• [GIVEN ENTRIES]:

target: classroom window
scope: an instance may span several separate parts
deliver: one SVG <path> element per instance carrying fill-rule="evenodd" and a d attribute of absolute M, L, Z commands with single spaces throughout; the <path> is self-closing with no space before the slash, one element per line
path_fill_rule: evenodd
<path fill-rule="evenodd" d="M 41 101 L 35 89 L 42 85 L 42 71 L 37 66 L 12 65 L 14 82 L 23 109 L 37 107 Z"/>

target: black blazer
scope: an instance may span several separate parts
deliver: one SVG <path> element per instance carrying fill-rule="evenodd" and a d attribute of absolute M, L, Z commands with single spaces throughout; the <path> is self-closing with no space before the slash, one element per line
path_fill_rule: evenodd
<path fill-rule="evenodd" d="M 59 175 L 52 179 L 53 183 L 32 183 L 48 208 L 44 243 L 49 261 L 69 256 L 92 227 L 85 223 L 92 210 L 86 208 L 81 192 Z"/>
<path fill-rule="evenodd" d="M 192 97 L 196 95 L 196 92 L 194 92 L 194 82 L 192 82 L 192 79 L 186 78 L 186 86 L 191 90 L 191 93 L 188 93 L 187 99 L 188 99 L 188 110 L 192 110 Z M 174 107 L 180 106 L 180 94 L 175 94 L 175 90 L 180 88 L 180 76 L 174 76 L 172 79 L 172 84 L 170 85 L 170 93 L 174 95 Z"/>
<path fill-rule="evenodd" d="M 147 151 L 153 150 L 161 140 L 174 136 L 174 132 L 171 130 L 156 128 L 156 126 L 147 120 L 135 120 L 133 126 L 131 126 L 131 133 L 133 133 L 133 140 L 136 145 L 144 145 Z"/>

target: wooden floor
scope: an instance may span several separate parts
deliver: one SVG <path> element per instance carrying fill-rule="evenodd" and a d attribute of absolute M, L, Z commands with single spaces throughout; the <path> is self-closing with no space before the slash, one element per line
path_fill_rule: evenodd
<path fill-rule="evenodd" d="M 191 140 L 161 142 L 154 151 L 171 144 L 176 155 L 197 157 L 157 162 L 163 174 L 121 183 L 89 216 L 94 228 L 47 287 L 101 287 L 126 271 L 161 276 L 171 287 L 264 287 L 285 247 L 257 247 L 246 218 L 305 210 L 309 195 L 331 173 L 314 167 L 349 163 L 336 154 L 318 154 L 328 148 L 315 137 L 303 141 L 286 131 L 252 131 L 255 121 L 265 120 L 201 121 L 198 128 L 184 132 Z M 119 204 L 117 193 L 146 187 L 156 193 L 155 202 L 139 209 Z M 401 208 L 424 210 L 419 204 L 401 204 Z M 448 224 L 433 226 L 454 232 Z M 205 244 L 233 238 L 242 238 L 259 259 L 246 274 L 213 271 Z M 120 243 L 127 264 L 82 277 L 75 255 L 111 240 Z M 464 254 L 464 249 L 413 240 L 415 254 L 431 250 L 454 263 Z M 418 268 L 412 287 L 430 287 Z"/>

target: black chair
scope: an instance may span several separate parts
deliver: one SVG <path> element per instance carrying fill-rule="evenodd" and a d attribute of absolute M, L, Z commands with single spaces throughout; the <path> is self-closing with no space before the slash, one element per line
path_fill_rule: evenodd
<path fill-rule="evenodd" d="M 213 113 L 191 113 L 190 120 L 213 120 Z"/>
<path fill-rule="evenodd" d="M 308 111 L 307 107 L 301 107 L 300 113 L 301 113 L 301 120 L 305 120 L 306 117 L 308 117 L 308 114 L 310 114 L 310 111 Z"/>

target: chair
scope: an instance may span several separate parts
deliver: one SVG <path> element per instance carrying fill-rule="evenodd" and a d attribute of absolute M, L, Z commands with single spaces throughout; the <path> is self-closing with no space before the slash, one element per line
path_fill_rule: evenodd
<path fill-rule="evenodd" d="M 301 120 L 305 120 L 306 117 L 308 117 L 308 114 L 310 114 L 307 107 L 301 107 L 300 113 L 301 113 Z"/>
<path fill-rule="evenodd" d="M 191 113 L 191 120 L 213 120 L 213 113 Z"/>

• [THE REQUEST]:
Retype the lines from the one containing "target: black blazer" through the one containing "147 151 L 153", keeping both of those end lines.

• [COMPLETE ANSWER]:
target: black blazer
scope: an instance may span several separate parts
deliver: one SVG <path> element per instance carrying fill-rule="evenodd" and a d attribute of absolute M, L, Z commands with single spaces throughout; the <path> is self-closing with no space before the slash, one element per line
path_fill_rule: evenodd
<path fill-rule="evenodd" d="M 59 175 L 52 179 L 53 183 L 32 183 L 48 208 L 44 243 L 49 261 L 69 256 L 92 227 L 85 223 L 92 210 L 86 208 L 81 192 Z"/>
<path fill-rule="evenodd" d="M 192 97 L 196 95 L 196 92 L 194 92 L 194 82 L 192 82 L 192 79 L 186 78 L 186 86 L 191 90 L 191 93 L 188 93 L 187 99 L 188 99 L 188 110 L 192 110 Z M 174 107 L 180 106 L 180 94 L 175 94 L 175 90 L 180 88 L 180 76 L 174 76 L 172 79 L 172 84 L 170 85 L 170 93 L 174 95 Z"/>
<path fill-rule="evenodd" d="M 147 151 L 153 150 L 161 140 L 174 136 L 174 132 L 171 130 L 156 128 L 156 126 L 147 120 L 135 120 L 133 126 L 131 126 L 131 133 L 133 133 L 133 140 L 136 145 L 144 145 Z"/>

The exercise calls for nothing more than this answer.